* Start Given records *

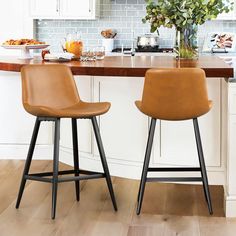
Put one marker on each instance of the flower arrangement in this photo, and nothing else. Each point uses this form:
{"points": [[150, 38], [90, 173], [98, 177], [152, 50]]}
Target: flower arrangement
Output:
{"points": [[184, 15]]}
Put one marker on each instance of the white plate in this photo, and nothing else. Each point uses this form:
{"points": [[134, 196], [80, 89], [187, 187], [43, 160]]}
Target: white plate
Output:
{"points": [[57, 60]]}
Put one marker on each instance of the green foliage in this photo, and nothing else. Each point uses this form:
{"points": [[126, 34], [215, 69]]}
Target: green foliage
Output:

* End Given records *

What is asked: Please write out all the records again, substituting "dot" for every "marker" and keeping everything else the same. Leave the pictures out.

Answer for the task:
Put one dot on each instance of the flower arrangement in this photo, and nothing else. Each point uses this form:
{"points": [[150, 38], [90, 173], [98, 177], [152, 50]]}
Target: flower arrangement
Output:
{"points": [[184, 15]]}
Put one dot on each instance of the white plate in this photo, and nothing else. Each point uses this form:
{"points": [[134, 196], [80, 89], [187, 187], [43, 160]]}
Target: white plate
Output:
{"points": [[57, 60]]}
Put one dot on each instance of the green foliage in this photo, and nothing else. Each point uses this form:
{"points": [[126, 34], [215, 69]]}
Target: green foliage
Output:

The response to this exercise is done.